▸ TASK STATEMENT: Using the data that follows, give again word for word the lines between the one holding "Expected behaviour: mark a point on the concrete" and the one holding "Expected behaviour: mark a point on the black", inclusive. Omit the pictures.

▸ INFORMATION:
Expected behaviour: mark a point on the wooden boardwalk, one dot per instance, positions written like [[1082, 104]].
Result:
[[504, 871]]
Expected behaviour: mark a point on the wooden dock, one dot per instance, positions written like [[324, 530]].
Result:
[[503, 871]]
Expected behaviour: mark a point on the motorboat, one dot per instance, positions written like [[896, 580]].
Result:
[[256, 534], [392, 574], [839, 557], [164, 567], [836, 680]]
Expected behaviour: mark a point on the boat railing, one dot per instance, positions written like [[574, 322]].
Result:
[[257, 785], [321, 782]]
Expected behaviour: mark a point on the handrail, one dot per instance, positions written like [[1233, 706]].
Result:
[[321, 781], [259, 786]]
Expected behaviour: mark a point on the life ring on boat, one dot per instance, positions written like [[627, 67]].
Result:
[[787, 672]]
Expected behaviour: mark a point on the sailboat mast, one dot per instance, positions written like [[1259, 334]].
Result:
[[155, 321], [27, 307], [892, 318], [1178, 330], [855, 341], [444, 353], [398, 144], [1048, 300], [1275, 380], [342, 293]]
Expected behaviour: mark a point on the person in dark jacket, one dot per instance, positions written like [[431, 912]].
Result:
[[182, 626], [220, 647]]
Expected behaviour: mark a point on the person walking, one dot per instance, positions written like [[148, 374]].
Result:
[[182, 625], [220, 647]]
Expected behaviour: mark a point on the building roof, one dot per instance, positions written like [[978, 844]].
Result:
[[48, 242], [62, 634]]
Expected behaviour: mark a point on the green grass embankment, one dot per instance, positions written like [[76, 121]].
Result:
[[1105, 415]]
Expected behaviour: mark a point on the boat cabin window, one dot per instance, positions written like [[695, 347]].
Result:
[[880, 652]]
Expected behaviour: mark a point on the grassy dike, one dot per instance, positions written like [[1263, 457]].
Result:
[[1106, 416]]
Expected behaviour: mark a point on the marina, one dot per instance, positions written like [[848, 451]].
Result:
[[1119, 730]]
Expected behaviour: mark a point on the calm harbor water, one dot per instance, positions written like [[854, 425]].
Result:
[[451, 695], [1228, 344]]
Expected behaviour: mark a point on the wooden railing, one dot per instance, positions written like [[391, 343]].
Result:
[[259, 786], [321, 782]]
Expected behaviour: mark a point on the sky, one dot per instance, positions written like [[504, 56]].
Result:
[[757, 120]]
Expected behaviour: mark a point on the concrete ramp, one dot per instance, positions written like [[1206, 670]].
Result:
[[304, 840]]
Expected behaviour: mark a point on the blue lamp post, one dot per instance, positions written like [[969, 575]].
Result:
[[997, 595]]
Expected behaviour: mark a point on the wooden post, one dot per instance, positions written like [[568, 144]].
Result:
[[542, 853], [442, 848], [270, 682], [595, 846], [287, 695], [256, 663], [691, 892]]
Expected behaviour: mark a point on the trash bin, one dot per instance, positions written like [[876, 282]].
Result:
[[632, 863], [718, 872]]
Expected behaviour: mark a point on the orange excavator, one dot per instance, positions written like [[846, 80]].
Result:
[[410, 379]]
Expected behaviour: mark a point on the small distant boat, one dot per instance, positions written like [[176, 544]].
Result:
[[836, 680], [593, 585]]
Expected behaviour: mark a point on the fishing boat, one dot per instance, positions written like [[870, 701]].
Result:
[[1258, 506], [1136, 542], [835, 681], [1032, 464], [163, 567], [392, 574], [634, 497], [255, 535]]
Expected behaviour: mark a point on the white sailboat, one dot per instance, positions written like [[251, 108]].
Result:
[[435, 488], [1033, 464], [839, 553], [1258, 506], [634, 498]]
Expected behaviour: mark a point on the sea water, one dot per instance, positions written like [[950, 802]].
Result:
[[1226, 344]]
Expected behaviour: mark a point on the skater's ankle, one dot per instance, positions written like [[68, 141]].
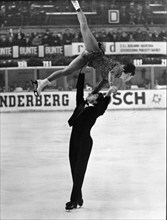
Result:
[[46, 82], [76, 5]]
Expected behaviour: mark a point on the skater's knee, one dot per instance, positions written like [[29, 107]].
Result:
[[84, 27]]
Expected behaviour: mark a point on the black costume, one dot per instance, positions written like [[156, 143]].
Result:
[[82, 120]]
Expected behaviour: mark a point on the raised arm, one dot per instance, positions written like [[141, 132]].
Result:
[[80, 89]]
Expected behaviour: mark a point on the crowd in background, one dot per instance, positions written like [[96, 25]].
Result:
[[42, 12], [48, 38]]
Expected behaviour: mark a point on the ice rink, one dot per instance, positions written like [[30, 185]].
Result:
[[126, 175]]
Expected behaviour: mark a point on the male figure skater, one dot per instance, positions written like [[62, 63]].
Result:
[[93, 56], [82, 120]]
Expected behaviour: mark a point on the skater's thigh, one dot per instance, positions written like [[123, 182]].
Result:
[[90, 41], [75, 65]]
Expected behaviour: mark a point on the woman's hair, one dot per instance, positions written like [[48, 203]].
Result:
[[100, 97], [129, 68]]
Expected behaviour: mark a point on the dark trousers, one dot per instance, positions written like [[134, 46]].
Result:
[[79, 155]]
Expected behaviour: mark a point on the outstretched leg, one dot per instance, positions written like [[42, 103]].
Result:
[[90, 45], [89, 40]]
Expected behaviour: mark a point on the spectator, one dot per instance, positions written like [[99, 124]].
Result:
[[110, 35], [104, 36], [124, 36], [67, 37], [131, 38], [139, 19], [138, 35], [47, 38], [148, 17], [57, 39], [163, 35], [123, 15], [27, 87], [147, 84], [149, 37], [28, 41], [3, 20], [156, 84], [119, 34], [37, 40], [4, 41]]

==

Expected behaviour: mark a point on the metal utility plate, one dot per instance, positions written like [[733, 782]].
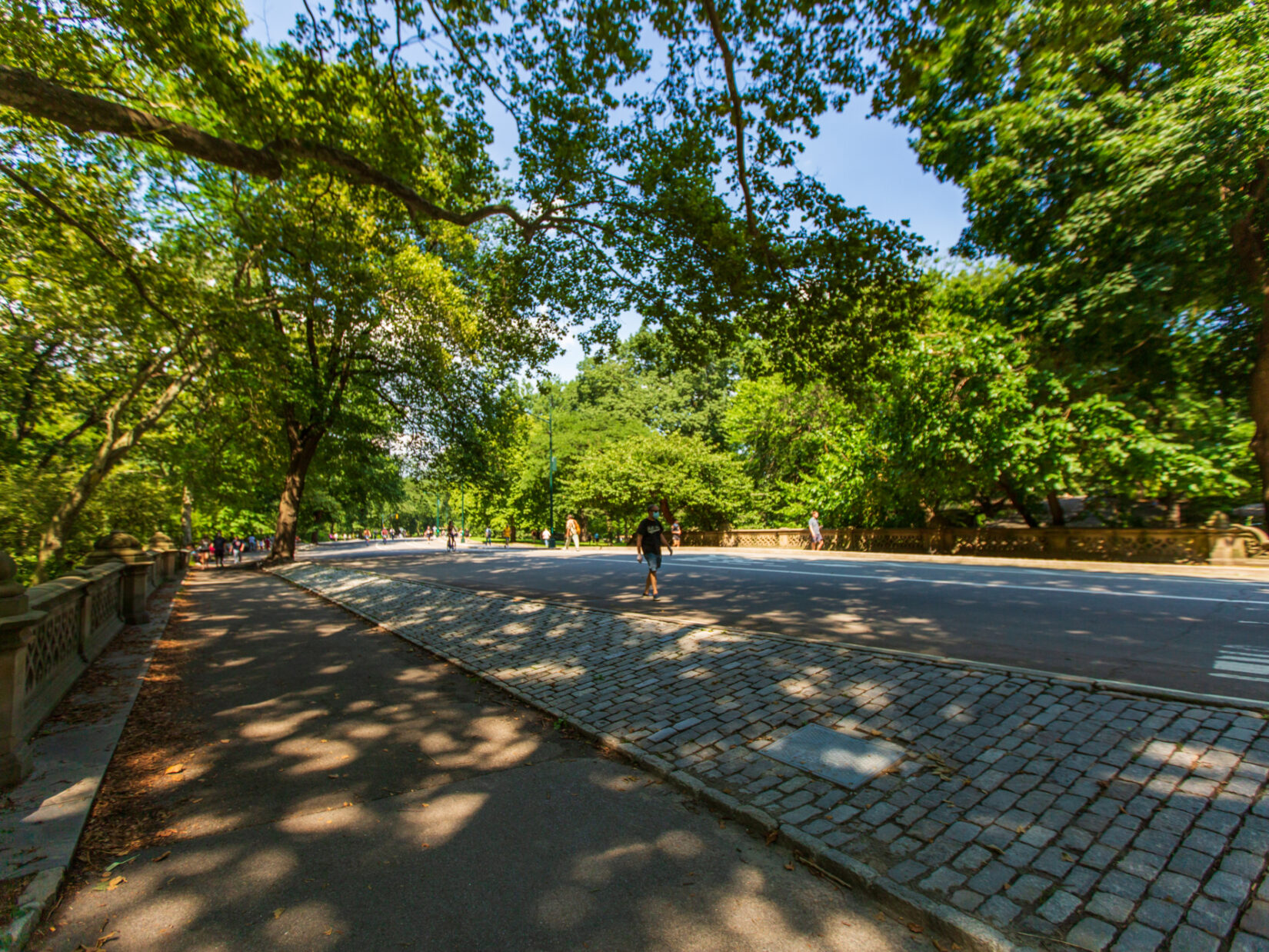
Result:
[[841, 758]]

...

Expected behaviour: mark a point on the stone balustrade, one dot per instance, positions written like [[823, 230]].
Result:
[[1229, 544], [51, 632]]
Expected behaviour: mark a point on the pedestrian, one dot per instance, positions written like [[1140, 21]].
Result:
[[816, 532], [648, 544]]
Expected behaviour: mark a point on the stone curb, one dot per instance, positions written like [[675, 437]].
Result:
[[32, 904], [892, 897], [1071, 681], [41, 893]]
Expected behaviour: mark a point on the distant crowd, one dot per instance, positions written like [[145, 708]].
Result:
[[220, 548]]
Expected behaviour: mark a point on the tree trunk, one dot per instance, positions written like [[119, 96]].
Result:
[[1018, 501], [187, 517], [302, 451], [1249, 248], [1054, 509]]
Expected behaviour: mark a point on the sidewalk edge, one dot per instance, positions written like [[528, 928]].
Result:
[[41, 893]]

▸ EXERCISE SOLUTION:
Expected behaviour: mark a point on the concrete ramp, one dot per instance, positions written like [[1206, 670]].
Result:
[[304, 840]]
Expected behaviour: mark a point on the blue lamp post, one dot per instance, positions written like [[969, 575]].
Result:
[[997, 595]]
Expected behaviour: mark a point on the wooden post, one dot per instance, positions written like [[568, 144]].
Result:
[[542, 853], [442, 848], [270, 682], [595, 846], [287, 695], [256, 663], [691, 892]]
Expected behaviour: mark a point on the trash bin, one dot per instance, positions written like [[876, 282]].
Result:
[[632, 863], [718, 872]]
Expected behaviour: mark a point on the orange excavator, one dot per instance, positions written like [[846, 80]].
Result:
[[410, 379]]
Expected behaviour: mark a point on the small distant boat, one dot per instance, positions written like [[176, 544]].
Result:
[[836, 680], [593, 585]]
Expected behaviour: mark a point on the fishing boat, one dot per instance, positions written like [[870, 701]].
Result:
[[1258, 506], [1136, 542], [835, 681], [1032, 464], [163, 567], [392, 574], [634, 497], [255, 535]]
Expected behaviour: mark a point on the white sailboat, one dot per instance, positions written like [[251, 108]].
Result:
[[435, 488], [1033, 464], [839, 553], [1258, 506], [634, 498]]
Expected behaviour: mark a point on the sea water, one dot per instance, positions written like [[950, 802]].
Result:
[[1226, 344]]
Expected behaviour: mark a point on the skater's ankle, one dot per instance, positions written like [[68, 141]].
Result:
[[46, 82], [76, 5]]
Expected behaviour: mark a point on the skater's knee, one dot per instance, positions written like [[29, 107]].
Result:
[[84, 27]]
Expected behaviour: mark a point on the black costume, one dot per instance, positions written like [[156, 143]].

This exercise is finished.